Coordinate annotation records

========================================================================

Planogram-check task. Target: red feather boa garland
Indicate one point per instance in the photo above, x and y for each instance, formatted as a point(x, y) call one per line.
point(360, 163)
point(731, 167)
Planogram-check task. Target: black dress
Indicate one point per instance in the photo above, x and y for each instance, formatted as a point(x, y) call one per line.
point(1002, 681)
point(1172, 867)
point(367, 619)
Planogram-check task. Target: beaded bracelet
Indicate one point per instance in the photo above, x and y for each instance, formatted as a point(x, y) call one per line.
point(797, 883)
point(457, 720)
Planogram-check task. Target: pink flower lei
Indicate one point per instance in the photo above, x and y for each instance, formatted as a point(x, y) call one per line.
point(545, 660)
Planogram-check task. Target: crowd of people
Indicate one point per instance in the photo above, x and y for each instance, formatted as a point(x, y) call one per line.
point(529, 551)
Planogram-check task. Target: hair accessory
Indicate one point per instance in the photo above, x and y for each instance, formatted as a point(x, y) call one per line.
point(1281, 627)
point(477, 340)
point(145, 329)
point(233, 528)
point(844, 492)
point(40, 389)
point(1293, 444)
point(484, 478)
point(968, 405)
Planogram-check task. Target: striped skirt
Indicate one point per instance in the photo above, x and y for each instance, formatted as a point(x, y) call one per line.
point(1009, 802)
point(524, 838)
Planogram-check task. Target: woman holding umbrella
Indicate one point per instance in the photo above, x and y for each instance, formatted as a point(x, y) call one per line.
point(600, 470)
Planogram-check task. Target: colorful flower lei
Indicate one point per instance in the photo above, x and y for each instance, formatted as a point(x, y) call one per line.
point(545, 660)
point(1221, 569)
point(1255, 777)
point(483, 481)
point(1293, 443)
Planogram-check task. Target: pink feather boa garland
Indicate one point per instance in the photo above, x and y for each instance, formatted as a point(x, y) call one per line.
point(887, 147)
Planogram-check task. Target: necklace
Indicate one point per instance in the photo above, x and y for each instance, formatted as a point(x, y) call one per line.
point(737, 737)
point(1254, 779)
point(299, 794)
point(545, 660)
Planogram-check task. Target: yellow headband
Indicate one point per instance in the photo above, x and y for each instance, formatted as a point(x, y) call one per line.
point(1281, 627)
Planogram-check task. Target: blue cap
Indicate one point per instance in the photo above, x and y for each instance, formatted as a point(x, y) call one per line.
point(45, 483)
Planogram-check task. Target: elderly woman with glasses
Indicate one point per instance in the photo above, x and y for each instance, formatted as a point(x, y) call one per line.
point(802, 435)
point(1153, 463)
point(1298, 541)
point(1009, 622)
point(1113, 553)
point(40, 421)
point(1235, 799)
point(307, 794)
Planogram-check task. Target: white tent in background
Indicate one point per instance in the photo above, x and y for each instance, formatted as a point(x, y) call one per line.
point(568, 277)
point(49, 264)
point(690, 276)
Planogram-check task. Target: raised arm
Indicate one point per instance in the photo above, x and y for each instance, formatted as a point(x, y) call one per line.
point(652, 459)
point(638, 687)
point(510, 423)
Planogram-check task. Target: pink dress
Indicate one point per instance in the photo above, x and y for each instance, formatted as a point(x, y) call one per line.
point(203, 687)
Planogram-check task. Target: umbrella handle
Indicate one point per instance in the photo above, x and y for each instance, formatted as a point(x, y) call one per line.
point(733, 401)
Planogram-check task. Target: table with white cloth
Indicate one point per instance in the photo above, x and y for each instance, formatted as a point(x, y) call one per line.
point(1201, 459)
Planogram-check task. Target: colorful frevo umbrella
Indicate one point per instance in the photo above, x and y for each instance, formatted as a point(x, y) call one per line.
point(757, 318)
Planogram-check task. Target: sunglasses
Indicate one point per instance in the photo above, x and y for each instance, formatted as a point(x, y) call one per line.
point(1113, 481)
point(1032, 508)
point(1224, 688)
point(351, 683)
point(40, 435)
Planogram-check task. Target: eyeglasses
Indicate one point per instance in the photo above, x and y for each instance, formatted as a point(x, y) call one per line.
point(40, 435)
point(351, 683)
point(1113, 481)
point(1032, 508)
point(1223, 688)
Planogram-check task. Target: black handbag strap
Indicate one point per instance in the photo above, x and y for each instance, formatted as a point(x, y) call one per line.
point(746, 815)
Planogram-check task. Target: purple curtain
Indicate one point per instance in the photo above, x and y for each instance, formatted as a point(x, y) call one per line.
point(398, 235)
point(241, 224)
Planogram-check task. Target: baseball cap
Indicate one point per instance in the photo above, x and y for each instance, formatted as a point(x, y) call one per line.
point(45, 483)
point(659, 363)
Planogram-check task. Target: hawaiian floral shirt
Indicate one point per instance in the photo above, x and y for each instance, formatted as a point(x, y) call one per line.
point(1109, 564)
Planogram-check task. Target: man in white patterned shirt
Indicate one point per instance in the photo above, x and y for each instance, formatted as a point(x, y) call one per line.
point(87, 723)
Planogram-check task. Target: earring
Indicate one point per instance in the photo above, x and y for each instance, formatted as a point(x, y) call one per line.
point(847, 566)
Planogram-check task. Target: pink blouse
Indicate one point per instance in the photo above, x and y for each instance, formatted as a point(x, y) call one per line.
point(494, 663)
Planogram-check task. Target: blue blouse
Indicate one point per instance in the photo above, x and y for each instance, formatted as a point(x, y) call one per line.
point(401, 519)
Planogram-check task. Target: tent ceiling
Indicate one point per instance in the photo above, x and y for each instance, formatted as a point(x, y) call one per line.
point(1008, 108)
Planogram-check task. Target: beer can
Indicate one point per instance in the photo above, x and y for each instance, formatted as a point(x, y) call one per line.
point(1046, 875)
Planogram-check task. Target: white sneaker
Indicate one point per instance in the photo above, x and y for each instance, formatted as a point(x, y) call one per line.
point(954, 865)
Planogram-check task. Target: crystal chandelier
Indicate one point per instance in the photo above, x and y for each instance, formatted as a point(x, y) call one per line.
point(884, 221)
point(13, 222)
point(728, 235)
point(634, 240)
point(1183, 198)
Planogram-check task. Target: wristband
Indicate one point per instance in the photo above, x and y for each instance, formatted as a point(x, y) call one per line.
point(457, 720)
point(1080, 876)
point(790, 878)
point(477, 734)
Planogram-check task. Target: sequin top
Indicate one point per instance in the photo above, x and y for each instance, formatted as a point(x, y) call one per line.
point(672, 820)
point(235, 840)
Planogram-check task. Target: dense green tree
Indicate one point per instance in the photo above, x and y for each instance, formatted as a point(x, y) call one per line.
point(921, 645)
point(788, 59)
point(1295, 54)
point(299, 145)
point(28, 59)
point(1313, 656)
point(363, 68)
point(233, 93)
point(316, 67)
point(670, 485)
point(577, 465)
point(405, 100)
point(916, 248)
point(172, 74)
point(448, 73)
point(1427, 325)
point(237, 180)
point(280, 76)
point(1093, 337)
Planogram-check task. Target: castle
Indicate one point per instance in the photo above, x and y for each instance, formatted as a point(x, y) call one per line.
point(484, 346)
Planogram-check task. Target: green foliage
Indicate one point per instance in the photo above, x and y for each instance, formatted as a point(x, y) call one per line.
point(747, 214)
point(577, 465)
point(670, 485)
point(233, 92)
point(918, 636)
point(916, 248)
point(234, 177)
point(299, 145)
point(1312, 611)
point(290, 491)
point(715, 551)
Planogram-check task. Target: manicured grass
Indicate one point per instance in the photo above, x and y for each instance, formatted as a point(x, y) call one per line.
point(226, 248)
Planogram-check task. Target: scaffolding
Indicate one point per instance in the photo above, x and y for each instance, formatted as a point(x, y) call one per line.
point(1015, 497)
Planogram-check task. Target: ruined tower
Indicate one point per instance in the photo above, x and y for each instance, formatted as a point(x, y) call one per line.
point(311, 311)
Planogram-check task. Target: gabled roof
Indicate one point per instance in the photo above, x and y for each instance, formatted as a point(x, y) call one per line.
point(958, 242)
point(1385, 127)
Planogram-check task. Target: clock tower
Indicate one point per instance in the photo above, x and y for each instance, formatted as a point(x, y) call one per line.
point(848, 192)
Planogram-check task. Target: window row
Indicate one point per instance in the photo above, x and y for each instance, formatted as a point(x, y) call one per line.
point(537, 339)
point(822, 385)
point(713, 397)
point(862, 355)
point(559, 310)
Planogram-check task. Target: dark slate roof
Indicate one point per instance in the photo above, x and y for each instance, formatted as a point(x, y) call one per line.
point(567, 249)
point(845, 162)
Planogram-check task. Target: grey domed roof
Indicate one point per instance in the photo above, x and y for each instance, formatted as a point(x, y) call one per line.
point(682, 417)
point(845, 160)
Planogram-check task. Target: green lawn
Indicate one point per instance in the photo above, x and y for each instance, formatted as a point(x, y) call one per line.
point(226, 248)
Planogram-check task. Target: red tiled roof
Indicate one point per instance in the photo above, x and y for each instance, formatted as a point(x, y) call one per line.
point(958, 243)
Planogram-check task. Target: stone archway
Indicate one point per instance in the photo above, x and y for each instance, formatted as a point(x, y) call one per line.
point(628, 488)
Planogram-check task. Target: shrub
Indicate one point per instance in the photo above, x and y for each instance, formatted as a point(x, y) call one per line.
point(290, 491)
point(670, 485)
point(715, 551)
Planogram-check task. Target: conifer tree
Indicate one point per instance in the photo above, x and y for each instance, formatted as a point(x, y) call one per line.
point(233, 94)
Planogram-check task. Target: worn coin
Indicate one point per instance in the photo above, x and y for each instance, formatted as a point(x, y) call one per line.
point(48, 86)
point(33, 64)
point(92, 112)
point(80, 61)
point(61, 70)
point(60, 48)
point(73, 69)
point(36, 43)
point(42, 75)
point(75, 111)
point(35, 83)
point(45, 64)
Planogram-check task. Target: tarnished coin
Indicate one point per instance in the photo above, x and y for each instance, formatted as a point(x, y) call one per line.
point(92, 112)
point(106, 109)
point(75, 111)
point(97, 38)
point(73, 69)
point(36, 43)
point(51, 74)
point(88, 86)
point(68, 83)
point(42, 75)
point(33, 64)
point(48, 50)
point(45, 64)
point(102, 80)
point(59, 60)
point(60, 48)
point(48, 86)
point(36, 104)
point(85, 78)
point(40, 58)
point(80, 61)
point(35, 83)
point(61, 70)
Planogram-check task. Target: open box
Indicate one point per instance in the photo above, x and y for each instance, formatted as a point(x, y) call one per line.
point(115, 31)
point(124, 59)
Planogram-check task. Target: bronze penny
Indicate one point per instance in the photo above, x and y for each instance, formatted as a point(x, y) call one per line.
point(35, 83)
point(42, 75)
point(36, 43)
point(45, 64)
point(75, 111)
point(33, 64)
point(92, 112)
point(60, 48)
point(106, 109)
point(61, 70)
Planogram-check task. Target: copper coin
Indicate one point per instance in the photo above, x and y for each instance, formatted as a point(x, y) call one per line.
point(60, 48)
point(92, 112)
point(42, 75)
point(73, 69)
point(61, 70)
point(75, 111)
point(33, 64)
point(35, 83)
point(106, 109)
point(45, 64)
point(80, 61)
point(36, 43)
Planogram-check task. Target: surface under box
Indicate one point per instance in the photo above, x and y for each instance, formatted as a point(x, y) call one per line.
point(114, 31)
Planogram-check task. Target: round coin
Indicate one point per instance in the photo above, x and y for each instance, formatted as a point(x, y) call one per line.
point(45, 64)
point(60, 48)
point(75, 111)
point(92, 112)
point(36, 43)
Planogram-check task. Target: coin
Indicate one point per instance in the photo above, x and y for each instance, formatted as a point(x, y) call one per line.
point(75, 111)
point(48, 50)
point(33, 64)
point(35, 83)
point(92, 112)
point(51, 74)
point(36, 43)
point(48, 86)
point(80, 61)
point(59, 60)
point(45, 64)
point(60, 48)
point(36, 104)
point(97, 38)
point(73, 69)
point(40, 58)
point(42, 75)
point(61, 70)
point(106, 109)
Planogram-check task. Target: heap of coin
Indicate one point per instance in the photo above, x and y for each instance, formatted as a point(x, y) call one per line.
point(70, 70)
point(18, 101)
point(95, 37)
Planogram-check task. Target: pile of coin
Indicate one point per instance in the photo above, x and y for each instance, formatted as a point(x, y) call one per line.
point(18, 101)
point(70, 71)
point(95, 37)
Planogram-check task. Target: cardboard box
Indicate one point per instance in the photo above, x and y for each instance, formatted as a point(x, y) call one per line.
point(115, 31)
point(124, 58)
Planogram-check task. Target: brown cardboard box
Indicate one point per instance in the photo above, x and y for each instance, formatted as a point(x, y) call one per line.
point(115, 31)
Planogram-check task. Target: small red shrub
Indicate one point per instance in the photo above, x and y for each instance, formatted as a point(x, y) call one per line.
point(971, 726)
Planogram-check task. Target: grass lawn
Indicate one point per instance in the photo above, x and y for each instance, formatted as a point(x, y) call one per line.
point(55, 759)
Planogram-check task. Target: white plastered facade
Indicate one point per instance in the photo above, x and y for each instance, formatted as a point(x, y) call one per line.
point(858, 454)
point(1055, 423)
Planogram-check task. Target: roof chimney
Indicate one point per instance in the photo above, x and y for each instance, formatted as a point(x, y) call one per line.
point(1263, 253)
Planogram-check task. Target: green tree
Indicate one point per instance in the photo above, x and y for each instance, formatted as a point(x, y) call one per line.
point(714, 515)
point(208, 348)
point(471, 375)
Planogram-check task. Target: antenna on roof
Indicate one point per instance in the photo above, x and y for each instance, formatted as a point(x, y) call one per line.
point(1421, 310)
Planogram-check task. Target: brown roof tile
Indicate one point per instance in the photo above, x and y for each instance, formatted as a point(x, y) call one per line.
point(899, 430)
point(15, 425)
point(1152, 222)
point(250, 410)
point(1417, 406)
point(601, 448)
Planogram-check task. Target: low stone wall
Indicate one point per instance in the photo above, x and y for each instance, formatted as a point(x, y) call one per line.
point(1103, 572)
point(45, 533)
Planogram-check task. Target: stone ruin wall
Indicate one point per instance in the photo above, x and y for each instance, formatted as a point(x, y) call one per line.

========================================================================

YOUR TASK: Reproduce verbatim the lines of the listing above, from the line containing "Planogram-check task. Target: surface" through the line containing "point(1055, 423)", both inclusive.

ANSWER TO THE PROBLEM:
Planogram-check task. Target: surface under box
Indicate one point per instance in the photo above, x and y for each instance, formatted as a point(x, y) call one per line.
point(114, 31)
Planogram-check task. Target: round coin
Indicate one point per instance in the photo above, x and y for each instance, formatted as a point(x, y) call one per line.
point(45, 64)
point(60, 48)
point(75, 111)
point(92, 112)
point(36, 43)
Planogram-check task. Target: coin
Indicate one point per instance in the photo above, x and y for each instance, formatted as a point(x, y) call one per line.
point(75, 111)
point(48, 50)
point(33, 64)
point(35, 83)
point(92, 112)
point(51, 74)
point(36, 43)
point(48, 86)
point(80, 61)
point(59, 60)
point(45, 64)
point(60, 48)
point(36, 104)
point(97, 38)
point(73, 69)
point(40, 58)
point(42, 75)
point(61, 70)
point(106, 109)
Planogram-check task. Target: heap of coin
Indicate one point per instance in the photo above, x and y for each instance, formatted as a point(x, y) call one per line.
point(70, 70)
point(18, 101)
point(95, 37)
Planogram-check task. Target: pile of coin
Indicate one point per instance in the photo above, x and y for each instance, formatted as a point(x, y) call one per line.
point(18, 101)
point(70, 71)
point(95, 37)
Planogram-check task. Target: cardboard box
Indicate one point per instance in the photo above, x and y for each instance, formatted as a point(x, y) call one per line.
point(115, 31)
point(124, 58)
Planogram-check task. Target: brown cardboard box
Indicate one point per instance in the photo above, x and y for each instance, formatted as a point(x, y) call one per line.
point(115, 31)
Planogram-check task. Target: small red shrub
Indicate one point per instance in the photo above, x and y for each instance, formatted as a point(x, y) call one per line.
point(971, 726)
Planogram-check task. Target: grass lawn
Indicate one point per instance in the photo above, x and y for each instance, formatted as a point(x, y) call one per line.
point(55, 759)
Planogram-check task. Target: white plastered facade
Indicate one point per instance in the photo above, x and y for each instance, formatted as a point(x, y) call one per line.
point(858, 454)
point(1055, 423)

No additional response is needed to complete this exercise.